■ THE PROBLEM ■
Set down the passage of the Form 8-K filing below word for word, starting with "Pre-commencement communications pursuant to Rule 14d-2(b)" and going on through "of this chapter).".

■ SOURCE EXCERPT ■
UNITED STATES

SECURITIES AND EXCHANGE COMMISSION

Washington, D.C. 20549


                                        


FORM 8-K


CURRENT REPORT


Pursuant to Section 13 or 15(d) of the Securities Exchange Act of 1934


Date of Report (Date of earliest event reported): January 21, 2019


GENERAL CANNABIS CORP

 (Exact Name of Registrant as Specified in Charter)


Colorado

000-54457

20-8096131

(State or other jurisdiction

of incorporation)

(Commission File Number)

(I.R.S. Employer Identification Number)


6565 E. Evans Avenue
Denver, Colorado

 

80224

(Address of principal executive offices)

 

(Zip Code)


Registrant’s telephone number, including area code: (303) 759-1300


(Former name or former address, if changed since last report)


Check the appropriate box below if the Form 8-K is intended to simultaneously satisfy the filing obligation of the Registrant under any of the following provisions:


[_]

Written communications pursuant to Rule 425 under the Securities Act

[_]

Soliciting material pursuant to Rule 14a-12 under the Exchange Act

[_]

Pre-commencement communications pursuant to Rule 14d-2(b) under the Exchange Act

[_]

Pre-commencement communications pursuant to Rule 13e-4(c) under the Exchange Act


Indicate by check mark whether the registrant is an emerging growth company as defined in Rule 405 of the Securities Act of 1933 (§230.405 of this chapter) or Rule 12b-2 of the Securities Exchange Act of 1934 (§240.12b-2 of this chapter).


Emerging Growth Company ¨


If an emerging growth company, indicate by check mark if the registrant has elected not to use the extended transition period for complying with any new or revised financial accounting standards provided pursuant to Section 13(a) of the Exchange Act. ¨





Item 5.02

 

Departure of Directors or Certain Officers; Election of Directors; Appointment of Certain Officers; Compensatory Arrangements of Certain Officers.

■ PROVIDED RECORDS ■
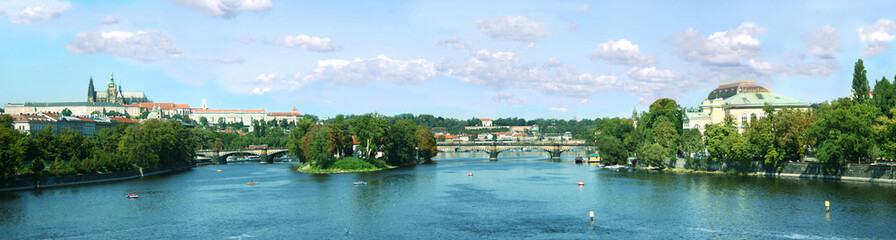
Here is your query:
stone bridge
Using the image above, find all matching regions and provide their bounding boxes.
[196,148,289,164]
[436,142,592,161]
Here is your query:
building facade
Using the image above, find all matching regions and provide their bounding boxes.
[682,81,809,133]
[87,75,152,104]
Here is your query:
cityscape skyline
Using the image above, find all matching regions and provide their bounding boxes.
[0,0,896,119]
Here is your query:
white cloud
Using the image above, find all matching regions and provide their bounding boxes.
...
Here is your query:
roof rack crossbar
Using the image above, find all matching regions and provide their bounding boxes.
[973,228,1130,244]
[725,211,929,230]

■ WORKED SOLUTION ■
Pre-commencement communications pursuant to Rule 14d-2(b) under the Exchange Act

[_]

Pre-commencement communications pursuant to Rule 13e-4(c) under the Exchange Act


Indicate by check mark whether the registrant is an emerging growth company as defined in Rule 405 of the Securities Act of 1933 (§230.405 of this chapter) or Rule 12b-2 of the Securities Exchange Act of 1934 (§240.12b-2 of this chapter).